Goal of the exercise: Reproduce the entries starting at the line that contains "Mark the stainless" and continuing through the end of the entries, substituting "metal storage drum" for "stainless steel barrel" and leaving everything else unchanged. Omit the pictures from your answer.
— Start Exercise data —
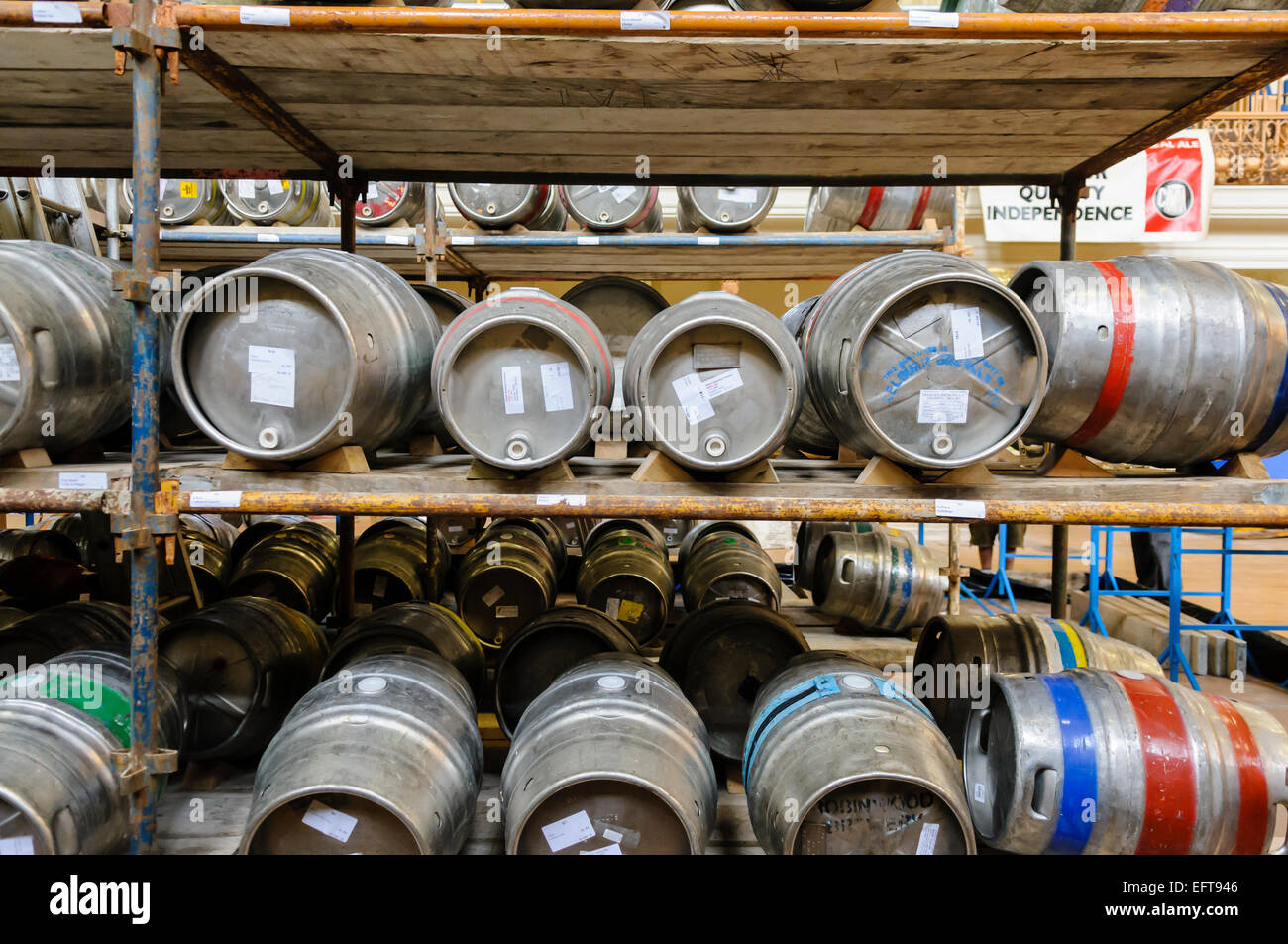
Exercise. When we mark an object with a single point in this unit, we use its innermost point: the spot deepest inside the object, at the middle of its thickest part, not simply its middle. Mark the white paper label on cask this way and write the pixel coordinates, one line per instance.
(333, 823)
(568, 831)
(511, 389)
(941, 406)
(9, 372)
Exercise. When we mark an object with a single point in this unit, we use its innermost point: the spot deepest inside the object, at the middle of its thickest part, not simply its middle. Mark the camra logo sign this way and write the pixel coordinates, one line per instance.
(101, 899)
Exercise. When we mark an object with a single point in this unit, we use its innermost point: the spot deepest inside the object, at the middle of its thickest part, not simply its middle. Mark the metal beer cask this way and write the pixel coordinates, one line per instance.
(329, 349)
(1094, 762)
(411, 627)
(244, 664)
(883, 362)
(625, 572)
(500, 206)
(721, 209)
(519, 378)
(64, 347)
(545, 648)
(717, 380)
(386, 760)
(858, 759)
(720, 656)
(951, 647)
(1159, 361)
(609, 755)
(295, 566)
(509, 577)
(885, 581)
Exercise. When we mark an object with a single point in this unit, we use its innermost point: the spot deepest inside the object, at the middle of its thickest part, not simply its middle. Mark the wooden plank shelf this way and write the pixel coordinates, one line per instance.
(601, 488)
(567, 256)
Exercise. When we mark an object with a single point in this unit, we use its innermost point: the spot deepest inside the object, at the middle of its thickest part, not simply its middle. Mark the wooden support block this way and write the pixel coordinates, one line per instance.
(1245, 465)
(612, 449)
(26, 459)
(348, 460)
(660, 468)
(1072, 464)
(425, 446)
(973, 474)
(884, 472)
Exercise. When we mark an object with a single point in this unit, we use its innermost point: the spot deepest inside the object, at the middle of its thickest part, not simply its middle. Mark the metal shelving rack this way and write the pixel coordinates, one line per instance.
(458, 94)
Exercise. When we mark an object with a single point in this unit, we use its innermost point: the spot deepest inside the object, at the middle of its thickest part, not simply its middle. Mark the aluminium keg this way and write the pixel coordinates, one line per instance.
(610, 759)
(721, 656)
(841, 762)
(520, 378)
(386, 760)
(509, 577)
(1159, 361)
(385, 202)
(722, 561)
(500, 206)
(390, 565)
(613, 209)
(721, 209)
(295, 566)
(879, 207)
(626, 574)
(292, 202)
(809, 433)
(183, 202)
(544, 649)
(1095, 762)
(952, 648)
(717, 381)
(301, 352)
(881, 579)
(411, 627)
(926, 359)
(64, 347)
(244, 662)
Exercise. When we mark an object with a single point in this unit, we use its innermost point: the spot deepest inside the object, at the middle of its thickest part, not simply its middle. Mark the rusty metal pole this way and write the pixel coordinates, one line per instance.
(1068, 194)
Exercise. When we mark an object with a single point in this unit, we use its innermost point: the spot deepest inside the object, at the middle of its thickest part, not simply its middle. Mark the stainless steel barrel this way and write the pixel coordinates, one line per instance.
(411, 627)
(519, 378)
(183, 202)
(721, 209)
(500, 206)
(544, 649)
(926, 359)
(722, 561)
(295, 566)
(879, 207)
(390, 201)
(1159, 361)
(625, 572)
(64, 347)
(957, 653)
(244, 664)
(265, 202)
(884, 581)
(54, 630)
(809, 433)
(716, 380)
(1089, 762)
(721, 656)
(385, 760)
(301, 352)
(608, 209)
(509, 577)
(390, 565)
(59, 726)
(610, 759)
(841, 762)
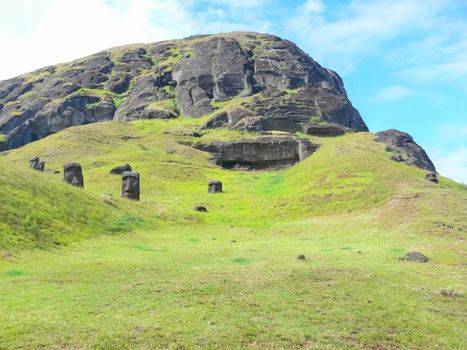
— End Exercise data —
Task answer:
Exercise. When we mark an object with a single point in this unit, we use its innermost point: the spot deepest inside the object, at the middle of its thickest part, not simply its middle. Mark the metal storage drum this way and write the pixel coordinates, one line per instance.
(411, 627)
(519, 378)
(183, 202)
(721, 209)
(500, 206)
(544, 649)
(926, 359)
(722, 561)
(295, 566)
(879, 207)
(390, 201)
(1159, 361)
(625, 572)
(64, 347)
(957, 653)
(244, 664)
(265, 202)
(884, 581)
(54, 630)
(809, 433)
(716, 380)
(1089, 762)
(721, 656)
(385, 760)
(301, 352)
(608, 209)
(509, 577)
(390, 565)
(59, 726)
(610, 759)
(841, 762)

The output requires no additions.